> [Dokumentabschnitt]:
Ok, was einmal ein grösserer Unterschied ist: Du hast amd64, ich x86. Kannst du noch versuchen, ein selbst kodiertes ogg File zu schneiden? Dann lässt sich näher eingrenzen ob ogg generell nicht geht oder das File irgendwelche Fehler hat, die mp3splt aus dem Takt bringen (was auch ein Bug ist, abstürzen darf es nie).

Auf jeden Fall wäre es nützlich, nach genauerer Abklärung der Umstände einen Bugreport abzusetzen, dann wird das Problem (hoffentlich) auch gefixt.

----------

## Erdie

Es kann durchaus sein, daß es am vorliegenden ogg liegt, weil dieses, wie man leicht am Titel sehen kann, aus einem ogg - Stream entstanden ist. Solche files haben ggf. falsche Headerdaten weil ja das Ende des Stream quasi unendlich ist - wie das genau funktioniert, weiß ich leider nicht. Nur ist es ja so, daß man gerade bei solchen Dateien das Bedürfnis hat, sie zu schneiden. Wenn ich heute abend nach der Arbeit zuhause bin (so gehen 21 Uhr) werde ich probieren ein anderes ogg zu schneiden.

> [Extrahierte Einträge]:
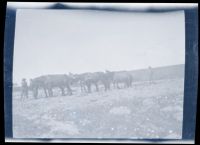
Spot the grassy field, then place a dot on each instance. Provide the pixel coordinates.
(143, 111)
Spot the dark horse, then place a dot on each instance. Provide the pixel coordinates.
(48, 82)
(87, 80)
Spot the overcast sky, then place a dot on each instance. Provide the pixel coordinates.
(76, 41)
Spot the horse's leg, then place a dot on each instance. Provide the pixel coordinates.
(63, 91)
(45, 91)
(22, 95)
(97, 88)
(50, 92)
(69, 90)
(35, 93)
(89, 88)
(117, 85)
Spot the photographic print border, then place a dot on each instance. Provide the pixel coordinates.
(191, 66)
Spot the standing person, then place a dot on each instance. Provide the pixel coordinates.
(150, 75)
(24, 88)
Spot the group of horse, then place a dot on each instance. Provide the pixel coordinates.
(87, 82)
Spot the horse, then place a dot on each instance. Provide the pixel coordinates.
(48, 82)
(106, 79)
(87, 80)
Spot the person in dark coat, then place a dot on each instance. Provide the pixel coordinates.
(24, 91)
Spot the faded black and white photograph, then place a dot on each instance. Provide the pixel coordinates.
(98, 74)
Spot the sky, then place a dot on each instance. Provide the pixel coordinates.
(77, 41)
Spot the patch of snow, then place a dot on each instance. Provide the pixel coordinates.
(120, 110)
(68, 127)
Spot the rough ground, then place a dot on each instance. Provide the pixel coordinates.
(143, 111)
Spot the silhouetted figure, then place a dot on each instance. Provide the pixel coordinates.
(150, 75)
(24, 87)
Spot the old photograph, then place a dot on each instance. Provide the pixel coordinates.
(98, 74)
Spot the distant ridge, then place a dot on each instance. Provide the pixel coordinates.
(158, 73)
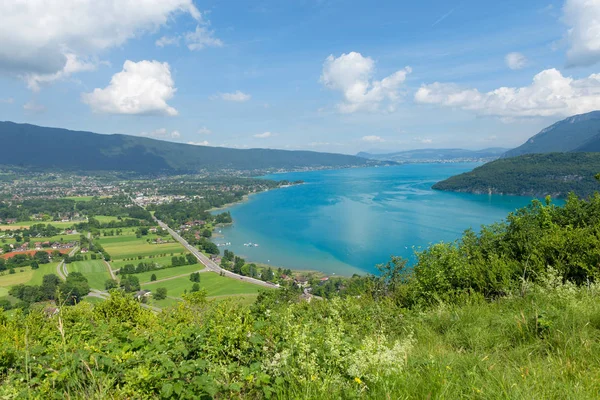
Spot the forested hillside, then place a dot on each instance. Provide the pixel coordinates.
(554, 174)
(510, 312)
(570, 134)
(36, 146)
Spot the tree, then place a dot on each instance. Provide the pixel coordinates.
(110, 284)
(75, 288)
(130, 283)
(161, 293)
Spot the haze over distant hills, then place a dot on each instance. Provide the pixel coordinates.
(35, 146)
(563, 157)
(437, 155)
(577, 133)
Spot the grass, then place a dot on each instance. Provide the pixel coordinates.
(128, 246)
(27, 224)
(164, 261)
(80, 198)
(144, 277)
(214, 284)
(95, 271)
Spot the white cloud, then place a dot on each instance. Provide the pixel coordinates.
(372, 139)
(550, 94)
(236, 96)
(515, 61)
(352, 75)
(34, 107)
(167, 41)
(45, 40)
(196, 40)
(583, 19)
(141, 88)
(162, 133)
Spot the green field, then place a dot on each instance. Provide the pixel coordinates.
(27, 277)
(163, 261)
(128, 246)
(27, 224)
(105, 218)
(144, 277)
(95, 271)
(80, 198)
(214, 284)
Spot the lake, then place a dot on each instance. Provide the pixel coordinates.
(347, 221)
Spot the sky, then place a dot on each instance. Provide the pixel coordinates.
(322, 75)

> [Ziel]:
Womit begründet der Forenausschnitt zu mp3splt, dass aus einem ogg-Stream entstandene Dateien möglicherweise falsche Headerdaten haben?

> [Fertige Antwort]:
Damit, dass das Ende des Streams quasi unendlich ist.